**** Input for this task ****

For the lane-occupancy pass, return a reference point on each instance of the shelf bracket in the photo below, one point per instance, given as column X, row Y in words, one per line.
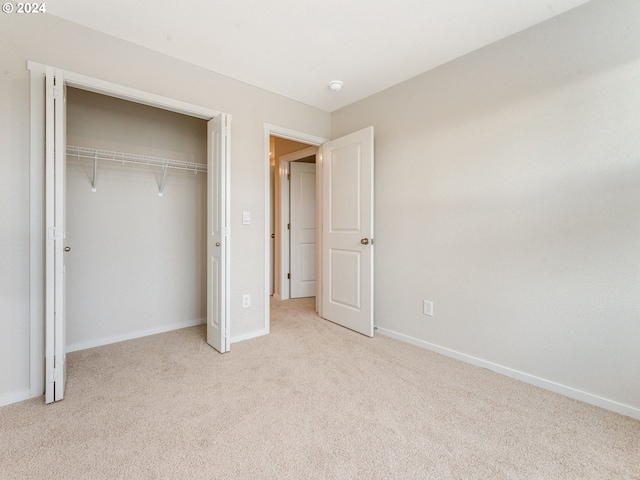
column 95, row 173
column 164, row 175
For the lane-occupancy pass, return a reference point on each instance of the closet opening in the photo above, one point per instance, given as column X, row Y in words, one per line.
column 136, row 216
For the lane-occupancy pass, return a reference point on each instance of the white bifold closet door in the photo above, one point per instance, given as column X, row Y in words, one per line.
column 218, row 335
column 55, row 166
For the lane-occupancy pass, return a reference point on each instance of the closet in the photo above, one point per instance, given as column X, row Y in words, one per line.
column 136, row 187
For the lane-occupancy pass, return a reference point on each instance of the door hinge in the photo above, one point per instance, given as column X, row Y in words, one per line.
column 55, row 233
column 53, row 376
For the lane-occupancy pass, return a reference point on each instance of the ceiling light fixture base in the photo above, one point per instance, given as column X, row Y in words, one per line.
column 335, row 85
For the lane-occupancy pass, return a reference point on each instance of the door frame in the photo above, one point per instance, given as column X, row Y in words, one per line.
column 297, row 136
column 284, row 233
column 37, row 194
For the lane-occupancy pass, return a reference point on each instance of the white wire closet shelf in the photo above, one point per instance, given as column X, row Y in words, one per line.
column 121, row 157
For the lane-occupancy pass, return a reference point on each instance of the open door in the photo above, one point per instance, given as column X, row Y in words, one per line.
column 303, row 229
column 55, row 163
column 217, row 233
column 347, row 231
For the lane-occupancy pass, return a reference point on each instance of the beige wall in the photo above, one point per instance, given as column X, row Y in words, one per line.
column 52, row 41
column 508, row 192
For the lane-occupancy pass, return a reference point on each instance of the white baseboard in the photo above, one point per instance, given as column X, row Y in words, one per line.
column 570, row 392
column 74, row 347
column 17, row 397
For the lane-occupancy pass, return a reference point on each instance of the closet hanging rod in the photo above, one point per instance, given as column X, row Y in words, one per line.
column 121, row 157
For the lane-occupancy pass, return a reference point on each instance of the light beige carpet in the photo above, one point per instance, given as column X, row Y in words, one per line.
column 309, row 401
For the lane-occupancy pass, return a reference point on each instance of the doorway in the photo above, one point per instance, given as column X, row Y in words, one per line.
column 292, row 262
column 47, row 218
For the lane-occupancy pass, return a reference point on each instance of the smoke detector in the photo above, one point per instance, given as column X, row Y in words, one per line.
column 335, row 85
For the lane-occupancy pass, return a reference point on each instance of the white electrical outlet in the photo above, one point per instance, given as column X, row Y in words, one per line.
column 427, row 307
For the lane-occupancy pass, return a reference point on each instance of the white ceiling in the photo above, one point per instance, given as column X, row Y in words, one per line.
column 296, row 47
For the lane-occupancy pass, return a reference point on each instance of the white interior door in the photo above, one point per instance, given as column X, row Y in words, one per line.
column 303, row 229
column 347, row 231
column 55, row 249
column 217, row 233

****
**** Input for this task ****

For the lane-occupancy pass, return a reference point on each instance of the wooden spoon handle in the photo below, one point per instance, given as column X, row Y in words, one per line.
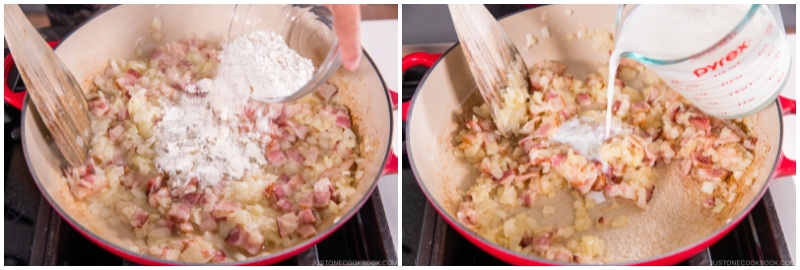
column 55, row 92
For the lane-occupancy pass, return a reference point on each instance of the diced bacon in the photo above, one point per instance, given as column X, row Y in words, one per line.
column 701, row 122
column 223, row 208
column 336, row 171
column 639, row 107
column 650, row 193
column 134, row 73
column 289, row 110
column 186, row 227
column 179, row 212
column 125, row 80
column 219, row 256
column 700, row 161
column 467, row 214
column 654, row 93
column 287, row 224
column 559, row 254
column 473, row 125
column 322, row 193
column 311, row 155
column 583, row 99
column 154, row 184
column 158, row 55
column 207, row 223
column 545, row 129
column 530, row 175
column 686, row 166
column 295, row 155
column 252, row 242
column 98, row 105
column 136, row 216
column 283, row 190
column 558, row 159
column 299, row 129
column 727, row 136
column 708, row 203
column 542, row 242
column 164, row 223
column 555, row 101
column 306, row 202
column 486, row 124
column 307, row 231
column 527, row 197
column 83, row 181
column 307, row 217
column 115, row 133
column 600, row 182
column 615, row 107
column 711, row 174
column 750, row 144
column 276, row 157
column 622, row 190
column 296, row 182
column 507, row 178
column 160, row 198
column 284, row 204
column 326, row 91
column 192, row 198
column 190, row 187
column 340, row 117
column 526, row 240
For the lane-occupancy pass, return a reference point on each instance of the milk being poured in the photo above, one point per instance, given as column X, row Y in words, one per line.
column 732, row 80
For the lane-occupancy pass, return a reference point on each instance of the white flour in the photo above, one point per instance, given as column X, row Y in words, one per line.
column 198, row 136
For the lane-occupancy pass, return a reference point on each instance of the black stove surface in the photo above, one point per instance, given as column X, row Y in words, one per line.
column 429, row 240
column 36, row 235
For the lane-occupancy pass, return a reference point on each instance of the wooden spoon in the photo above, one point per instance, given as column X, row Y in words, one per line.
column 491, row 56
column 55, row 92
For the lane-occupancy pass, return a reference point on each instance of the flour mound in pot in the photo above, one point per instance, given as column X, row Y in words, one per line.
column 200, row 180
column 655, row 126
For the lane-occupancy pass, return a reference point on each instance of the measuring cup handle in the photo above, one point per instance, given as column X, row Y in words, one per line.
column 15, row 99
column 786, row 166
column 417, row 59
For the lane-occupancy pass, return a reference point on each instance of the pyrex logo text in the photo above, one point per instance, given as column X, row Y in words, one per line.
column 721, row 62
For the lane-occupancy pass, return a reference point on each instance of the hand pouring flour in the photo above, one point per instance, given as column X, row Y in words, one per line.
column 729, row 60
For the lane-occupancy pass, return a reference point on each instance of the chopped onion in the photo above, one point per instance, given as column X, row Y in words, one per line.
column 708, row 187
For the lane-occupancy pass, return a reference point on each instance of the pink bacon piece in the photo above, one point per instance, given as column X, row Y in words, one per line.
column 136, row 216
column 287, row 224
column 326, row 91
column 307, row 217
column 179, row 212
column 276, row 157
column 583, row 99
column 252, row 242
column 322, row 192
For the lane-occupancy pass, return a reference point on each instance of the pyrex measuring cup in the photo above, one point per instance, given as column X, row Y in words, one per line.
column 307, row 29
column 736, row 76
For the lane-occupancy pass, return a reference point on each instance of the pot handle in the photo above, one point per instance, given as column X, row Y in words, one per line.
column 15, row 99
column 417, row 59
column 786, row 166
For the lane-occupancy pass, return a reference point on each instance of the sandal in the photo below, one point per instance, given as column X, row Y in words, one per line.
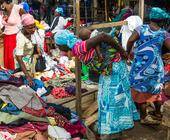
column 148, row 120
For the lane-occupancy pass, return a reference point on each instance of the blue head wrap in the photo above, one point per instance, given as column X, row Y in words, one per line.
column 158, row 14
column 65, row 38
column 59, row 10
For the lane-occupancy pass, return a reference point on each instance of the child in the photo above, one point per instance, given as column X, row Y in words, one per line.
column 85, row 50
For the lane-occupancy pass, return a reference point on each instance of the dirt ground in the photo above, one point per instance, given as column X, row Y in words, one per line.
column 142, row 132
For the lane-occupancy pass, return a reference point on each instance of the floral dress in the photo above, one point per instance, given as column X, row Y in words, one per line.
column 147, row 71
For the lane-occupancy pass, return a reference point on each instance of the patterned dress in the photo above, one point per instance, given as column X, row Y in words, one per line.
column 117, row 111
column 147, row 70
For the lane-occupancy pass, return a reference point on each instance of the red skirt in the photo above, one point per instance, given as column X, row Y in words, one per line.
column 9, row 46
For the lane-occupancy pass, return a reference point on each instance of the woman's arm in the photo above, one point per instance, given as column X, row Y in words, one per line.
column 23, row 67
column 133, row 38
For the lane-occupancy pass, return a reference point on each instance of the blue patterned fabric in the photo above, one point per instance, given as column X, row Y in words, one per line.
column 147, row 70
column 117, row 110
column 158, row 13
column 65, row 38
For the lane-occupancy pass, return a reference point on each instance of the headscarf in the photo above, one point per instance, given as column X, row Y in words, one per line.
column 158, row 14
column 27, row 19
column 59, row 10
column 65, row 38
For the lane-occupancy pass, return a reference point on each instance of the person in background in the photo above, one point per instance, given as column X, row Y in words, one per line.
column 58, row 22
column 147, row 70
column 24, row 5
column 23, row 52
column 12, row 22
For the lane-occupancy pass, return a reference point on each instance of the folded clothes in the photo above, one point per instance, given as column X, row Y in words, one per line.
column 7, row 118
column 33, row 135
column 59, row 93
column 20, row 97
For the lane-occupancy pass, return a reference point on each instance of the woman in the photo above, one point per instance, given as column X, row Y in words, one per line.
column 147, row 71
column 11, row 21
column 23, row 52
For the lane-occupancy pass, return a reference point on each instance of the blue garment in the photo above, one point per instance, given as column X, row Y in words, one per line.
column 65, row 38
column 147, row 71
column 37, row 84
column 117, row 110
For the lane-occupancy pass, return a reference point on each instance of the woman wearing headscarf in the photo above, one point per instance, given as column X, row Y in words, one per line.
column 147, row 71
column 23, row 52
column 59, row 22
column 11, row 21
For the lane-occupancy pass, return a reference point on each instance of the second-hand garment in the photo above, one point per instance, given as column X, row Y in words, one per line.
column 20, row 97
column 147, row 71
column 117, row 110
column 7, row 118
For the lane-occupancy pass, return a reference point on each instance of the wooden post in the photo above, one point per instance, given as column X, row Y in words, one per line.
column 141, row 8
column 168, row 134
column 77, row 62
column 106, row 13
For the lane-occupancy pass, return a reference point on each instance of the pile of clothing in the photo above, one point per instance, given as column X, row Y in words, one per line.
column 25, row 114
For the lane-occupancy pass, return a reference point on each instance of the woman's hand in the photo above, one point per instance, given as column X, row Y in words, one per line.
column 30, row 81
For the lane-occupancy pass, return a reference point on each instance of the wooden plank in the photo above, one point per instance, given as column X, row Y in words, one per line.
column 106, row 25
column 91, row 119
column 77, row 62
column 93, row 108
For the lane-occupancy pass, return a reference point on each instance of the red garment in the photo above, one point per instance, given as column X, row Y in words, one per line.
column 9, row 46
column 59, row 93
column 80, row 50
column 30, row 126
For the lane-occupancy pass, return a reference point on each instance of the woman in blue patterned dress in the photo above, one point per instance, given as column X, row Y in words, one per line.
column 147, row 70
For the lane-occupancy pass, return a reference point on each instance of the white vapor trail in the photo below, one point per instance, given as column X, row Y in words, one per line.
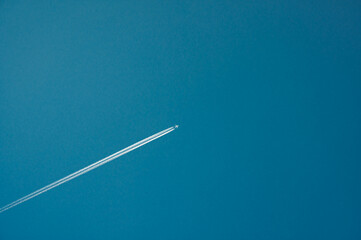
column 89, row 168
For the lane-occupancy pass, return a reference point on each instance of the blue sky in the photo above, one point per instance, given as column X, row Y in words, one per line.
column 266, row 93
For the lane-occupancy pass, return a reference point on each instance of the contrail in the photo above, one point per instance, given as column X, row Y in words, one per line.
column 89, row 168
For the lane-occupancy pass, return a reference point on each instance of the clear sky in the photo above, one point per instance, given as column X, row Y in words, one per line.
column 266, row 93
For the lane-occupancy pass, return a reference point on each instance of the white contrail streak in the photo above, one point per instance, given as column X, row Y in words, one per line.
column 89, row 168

****

Copy out the lines above, starting with the one that contains "wooden spoon handle" and ending with the one that contains "column 198, row 136", with both of those lines included. Leave the pictures out.

Answer to this exercise -
For the lane-occupancy pass, return a reference point on each instance of the wooden spoon handle in the photo below, one point per instance, given as column X, row Y in words, one per line.
column 55, row 92
For the lane-occupancy pass, return a reference point on each instance of the diced bacon in the photo above, one point per instance, given as column X, row Y in words, one per line.
column 701, row 122
column 223, row 208
column 336, row 171
column 639, row 107
column 650, row 193
column 134, row 73
column 289, row 110
column 186, row 227
column 179, row 212
column 125, row 80
column 219, row 256
column 700, row 161
column 467, row 214
column 654, row 93
column 287, row 224
column 559, row 254
column 473, row 125
column 322, row 193
column 311, row 155
column 583, row 99
column 154, row 184
column 158, row 55
column 207, row 223
column 545, row 129
column 530, row 175
column 686, row 166
column 295, row 155
column 252, row 242
column 98, row 105
column 136, row 216
column 283, row 190
column 558, row 159
column 299, row 129
column 727, row 136
column 708, row 203
column 542, row 242
column 164, row 223
column 555, row 101
column 306, row 202
column 486, row 124
column 307, row 231
column 527, row 197
column 83, row 181
column 307, row 217
column 115, row 133
column 600, row 182
column 615, row 107
column 711, row 174
column 750, row 144
column 276, row 157
column 622, row 190
column 296, row 182
column 507, row 178
column 160, row 198
column 284, row 204
column 326, row 91
column 192, row 198
column 190, row 187
column 340, row 117
column 526, row 240
For the lane-occupancy pass, return a reference point on each instance of the milk being poured in the photo above, one point per instance, given as column X, row Y in words, one per line.
column 732, row 80
For the lane-occupancy pass, return a reference point on each instance of the white flour in the photo above, one point per instance, given as column X, row Y in words, one per line.
column 198, row 136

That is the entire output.